Stored data entries:

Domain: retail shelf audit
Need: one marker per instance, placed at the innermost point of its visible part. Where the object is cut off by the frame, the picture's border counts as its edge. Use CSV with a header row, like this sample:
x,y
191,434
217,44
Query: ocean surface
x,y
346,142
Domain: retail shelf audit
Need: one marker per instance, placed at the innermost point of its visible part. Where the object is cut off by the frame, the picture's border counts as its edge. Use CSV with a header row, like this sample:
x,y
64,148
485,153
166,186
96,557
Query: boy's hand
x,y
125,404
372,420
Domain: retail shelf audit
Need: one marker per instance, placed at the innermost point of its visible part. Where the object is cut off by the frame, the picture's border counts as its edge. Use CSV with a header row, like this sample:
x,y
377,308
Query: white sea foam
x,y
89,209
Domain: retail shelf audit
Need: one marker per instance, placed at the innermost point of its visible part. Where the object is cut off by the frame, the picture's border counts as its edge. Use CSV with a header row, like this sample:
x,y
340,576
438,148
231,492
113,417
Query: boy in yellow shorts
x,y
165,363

==

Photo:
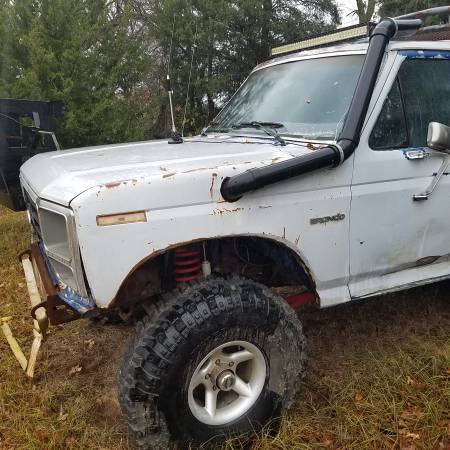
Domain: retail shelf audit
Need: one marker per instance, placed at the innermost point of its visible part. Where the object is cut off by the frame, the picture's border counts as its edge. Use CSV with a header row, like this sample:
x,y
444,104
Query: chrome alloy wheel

### WHAT TO PRODUCE
Pull out every line of the rows above that contains the string "Query", treating uppercase and lowercase letters as distinct.

### RESULT
Query: ocean surface
Query: boy's hand
Query: white sea foam
Query: boy in yellow shorts
Query: chrome alloy wheel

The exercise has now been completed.